Start of EXCERPTED DATA
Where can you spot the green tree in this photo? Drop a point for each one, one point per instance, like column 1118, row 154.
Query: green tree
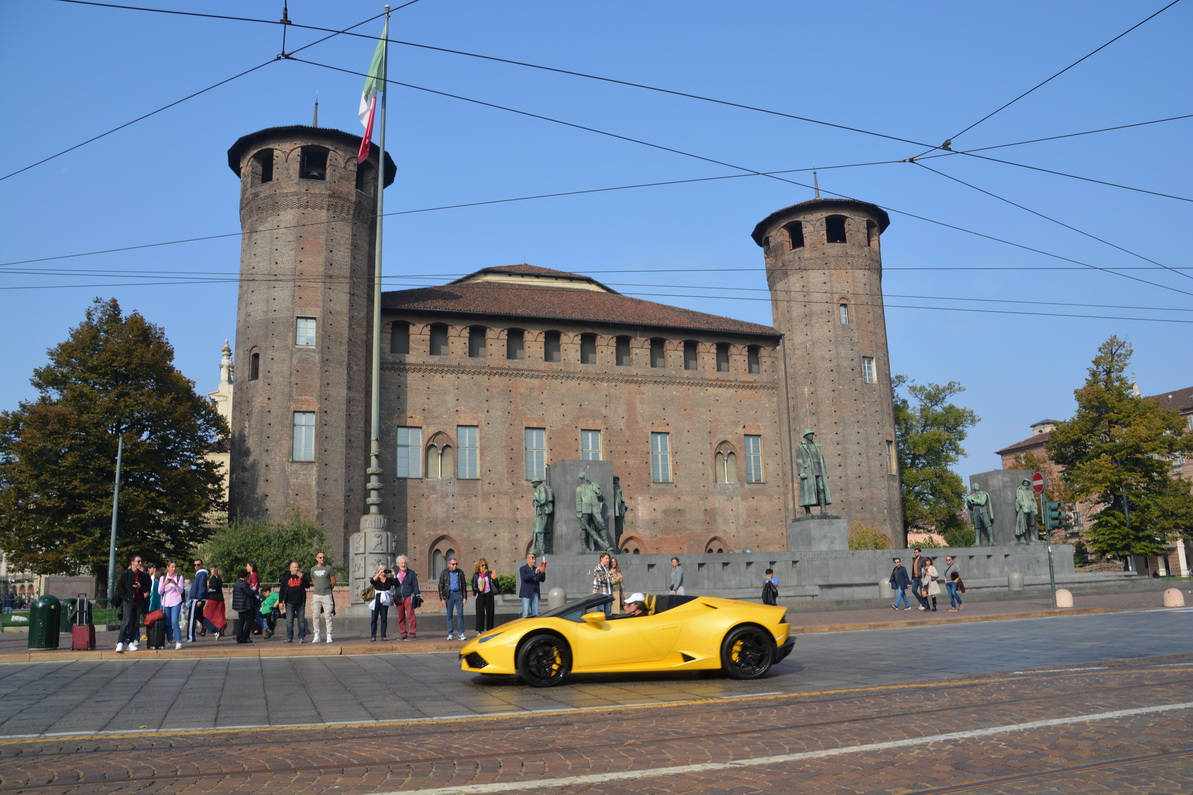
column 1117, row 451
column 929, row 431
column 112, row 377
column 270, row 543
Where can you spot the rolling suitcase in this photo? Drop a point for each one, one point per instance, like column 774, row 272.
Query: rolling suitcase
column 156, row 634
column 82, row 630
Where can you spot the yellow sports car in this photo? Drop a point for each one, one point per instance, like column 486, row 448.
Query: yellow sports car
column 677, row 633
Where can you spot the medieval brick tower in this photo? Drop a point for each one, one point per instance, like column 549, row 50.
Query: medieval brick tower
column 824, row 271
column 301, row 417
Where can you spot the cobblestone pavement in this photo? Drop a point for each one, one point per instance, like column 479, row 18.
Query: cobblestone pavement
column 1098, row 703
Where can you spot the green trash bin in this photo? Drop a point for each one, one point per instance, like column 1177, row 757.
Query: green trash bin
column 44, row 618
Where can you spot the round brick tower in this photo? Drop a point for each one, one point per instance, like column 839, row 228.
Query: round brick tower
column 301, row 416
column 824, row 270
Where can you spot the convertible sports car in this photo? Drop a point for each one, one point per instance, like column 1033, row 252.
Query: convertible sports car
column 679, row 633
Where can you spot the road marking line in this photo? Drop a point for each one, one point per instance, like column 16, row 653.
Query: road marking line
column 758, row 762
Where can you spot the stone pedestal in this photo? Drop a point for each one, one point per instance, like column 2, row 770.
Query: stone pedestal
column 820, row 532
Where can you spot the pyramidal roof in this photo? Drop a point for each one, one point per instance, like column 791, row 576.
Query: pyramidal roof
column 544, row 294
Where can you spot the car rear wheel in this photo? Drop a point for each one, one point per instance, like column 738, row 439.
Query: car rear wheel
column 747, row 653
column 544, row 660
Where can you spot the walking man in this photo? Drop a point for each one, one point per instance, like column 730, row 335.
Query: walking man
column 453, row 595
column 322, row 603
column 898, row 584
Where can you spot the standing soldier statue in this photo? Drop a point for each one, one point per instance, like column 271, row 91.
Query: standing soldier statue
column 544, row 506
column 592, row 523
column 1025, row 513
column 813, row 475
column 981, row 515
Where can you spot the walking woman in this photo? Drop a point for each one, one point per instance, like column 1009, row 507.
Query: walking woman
End of EXCERPTED DATA
• YOUR ASSIGNMENT: Write out every line of the entries that holds the word "woman".

• EXPECTED ANSWER:
Where can you spot the walking woman in this photo? Drop a point for each one, one point per instance, like column 1009, row 507.
Query: walking woman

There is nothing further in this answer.